[Extracted data entries]
----------------
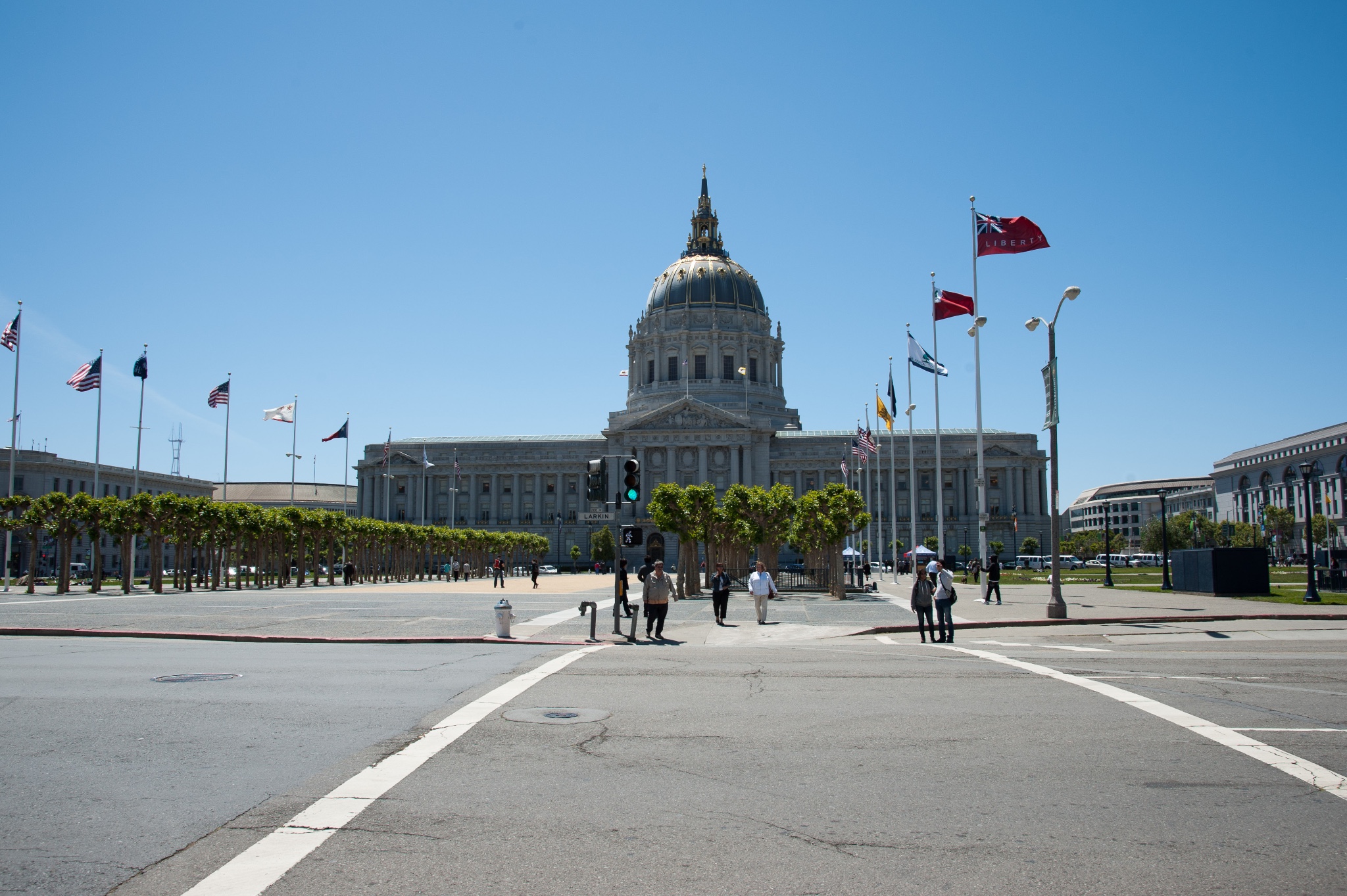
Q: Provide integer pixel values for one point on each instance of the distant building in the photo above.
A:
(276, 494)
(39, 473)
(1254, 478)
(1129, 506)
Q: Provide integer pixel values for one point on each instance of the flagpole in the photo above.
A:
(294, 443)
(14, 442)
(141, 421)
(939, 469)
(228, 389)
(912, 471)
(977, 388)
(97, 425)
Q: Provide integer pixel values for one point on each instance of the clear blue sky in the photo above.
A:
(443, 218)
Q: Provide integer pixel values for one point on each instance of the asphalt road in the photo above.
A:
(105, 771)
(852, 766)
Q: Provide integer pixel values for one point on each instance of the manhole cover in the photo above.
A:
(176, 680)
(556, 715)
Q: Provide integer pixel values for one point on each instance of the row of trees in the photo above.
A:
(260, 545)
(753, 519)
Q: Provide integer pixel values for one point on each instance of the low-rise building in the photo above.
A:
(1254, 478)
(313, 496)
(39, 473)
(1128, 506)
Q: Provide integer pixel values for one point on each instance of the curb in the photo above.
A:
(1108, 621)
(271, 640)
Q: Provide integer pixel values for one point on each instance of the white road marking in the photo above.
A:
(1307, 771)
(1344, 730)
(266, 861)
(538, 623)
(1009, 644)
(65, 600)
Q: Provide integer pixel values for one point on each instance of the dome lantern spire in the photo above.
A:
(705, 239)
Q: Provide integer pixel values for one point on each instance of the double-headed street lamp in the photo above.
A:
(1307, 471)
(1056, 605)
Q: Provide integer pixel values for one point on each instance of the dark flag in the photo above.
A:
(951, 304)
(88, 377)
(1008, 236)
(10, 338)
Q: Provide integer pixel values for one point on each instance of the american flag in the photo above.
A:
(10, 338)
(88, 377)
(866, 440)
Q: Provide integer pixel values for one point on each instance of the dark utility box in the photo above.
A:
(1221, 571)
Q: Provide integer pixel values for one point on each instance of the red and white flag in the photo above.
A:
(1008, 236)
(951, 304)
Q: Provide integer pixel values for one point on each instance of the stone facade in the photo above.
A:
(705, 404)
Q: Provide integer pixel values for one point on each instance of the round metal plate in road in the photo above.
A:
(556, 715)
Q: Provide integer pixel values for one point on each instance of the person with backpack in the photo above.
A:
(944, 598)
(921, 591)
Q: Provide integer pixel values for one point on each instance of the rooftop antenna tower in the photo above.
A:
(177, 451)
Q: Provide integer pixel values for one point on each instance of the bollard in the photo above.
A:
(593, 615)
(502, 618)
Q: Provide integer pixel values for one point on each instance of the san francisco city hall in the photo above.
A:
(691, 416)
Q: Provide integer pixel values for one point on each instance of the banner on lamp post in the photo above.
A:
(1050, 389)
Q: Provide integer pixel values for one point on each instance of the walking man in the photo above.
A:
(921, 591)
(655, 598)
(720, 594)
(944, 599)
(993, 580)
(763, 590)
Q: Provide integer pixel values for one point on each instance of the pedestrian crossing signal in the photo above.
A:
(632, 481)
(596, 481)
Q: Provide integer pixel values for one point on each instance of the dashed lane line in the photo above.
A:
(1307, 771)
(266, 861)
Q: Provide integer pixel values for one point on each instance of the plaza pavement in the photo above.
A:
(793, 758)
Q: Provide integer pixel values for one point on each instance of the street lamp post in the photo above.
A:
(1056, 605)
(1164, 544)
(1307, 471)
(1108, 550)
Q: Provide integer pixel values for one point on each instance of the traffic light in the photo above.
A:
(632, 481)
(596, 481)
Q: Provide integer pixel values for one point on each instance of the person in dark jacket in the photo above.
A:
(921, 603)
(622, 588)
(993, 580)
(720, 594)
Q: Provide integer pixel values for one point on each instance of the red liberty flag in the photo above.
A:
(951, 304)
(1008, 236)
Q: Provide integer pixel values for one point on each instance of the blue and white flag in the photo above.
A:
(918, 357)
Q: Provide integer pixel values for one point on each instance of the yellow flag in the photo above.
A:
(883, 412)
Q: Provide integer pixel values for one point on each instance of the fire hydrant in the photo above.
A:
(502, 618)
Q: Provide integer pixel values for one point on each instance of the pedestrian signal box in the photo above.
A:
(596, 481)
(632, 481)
----------------
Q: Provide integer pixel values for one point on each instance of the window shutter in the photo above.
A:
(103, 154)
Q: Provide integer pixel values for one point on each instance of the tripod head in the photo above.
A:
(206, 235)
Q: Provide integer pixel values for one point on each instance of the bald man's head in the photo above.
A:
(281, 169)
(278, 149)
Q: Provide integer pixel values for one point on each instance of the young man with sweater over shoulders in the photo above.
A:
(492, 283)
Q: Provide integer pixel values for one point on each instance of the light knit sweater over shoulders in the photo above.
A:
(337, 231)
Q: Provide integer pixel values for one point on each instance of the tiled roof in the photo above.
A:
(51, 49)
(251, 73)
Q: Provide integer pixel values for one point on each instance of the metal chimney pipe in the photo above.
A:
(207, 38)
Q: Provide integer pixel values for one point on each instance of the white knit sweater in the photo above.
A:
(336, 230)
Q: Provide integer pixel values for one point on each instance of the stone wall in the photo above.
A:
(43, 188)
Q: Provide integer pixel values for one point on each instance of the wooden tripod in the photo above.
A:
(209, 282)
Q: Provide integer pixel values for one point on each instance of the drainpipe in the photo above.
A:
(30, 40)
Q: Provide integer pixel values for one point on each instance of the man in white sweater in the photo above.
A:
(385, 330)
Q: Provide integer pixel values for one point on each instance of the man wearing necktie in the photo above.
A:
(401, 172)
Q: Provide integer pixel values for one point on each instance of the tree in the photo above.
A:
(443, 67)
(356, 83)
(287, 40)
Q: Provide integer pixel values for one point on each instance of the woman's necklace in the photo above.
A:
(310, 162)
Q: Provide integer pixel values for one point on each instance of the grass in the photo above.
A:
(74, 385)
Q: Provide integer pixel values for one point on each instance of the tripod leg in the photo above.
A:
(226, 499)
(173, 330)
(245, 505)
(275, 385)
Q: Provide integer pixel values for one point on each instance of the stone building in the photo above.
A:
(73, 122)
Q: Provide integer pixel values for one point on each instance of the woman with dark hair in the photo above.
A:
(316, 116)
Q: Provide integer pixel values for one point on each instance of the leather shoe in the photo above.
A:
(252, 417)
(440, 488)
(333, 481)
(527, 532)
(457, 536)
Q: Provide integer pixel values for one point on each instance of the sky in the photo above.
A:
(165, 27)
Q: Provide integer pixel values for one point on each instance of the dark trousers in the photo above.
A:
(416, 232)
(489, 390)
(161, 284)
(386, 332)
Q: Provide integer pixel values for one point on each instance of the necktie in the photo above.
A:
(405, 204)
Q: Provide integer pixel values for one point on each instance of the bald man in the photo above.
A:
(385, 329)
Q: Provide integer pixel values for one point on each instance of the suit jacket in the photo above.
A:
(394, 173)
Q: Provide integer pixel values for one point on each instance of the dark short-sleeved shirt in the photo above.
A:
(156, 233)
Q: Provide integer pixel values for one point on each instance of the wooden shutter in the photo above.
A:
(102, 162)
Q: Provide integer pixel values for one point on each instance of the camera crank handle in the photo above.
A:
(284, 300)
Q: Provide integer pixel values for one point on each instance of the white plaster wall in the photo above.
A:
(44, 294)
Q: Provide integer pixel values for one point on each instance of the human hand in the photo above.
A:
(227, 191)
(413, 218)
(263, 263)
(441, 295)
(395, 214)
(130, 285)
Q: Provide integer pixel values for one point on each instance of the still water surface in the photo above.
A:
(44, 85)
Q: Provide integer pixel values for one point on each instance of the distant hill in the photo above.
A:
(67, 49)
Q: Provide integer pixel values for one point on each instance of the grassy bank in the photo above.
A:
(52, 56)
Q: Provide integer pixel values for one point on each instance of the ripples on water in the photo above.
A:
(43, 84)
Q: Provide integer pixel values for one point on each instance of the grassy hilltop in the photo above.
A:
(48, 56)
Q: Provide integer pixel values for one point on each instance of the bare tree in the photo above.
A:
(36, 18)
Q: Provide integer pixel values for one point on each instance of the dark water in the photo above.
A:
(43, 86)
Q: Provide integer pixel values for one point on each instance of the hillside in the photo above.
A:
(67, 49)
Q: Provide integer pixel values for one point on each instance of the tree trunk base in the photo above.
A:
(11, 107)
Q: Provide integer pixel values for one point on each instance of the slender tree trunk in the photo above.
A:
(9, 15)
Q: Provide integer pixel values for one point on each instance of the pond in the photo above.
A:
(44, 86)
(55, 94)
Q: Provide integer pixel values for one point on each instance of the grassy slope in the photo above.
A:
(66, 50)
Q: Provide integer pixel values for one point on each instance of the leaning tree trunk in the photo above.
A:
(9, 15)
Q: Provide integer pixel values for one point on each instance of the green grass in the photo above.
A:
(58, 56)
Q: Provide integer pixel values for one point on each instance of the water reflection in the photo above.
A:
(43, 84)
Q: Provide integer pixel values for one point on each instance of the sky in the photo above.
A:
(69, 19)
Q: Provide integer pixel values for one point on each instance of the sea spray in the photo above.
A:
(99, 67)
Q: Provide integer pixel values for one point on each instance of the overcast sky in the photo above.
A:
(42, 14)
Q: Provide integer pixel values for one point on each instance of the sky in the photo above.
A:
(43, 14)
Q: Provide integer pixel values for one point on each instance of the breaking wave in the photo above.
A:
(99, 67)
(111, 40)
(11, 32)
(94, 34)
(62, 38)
----------------
- [TASK OBJECTIVE]: For this exercise, find all lines in the records containing the word "metal" and copy them.

- [SOLUTION]:
Q: Provide integer pixel values for one point on each instance of the round metal plate in road in the photo above.
Q: Provide integer pixel values for one point on each instance of the metal chimney pipe in the photo above.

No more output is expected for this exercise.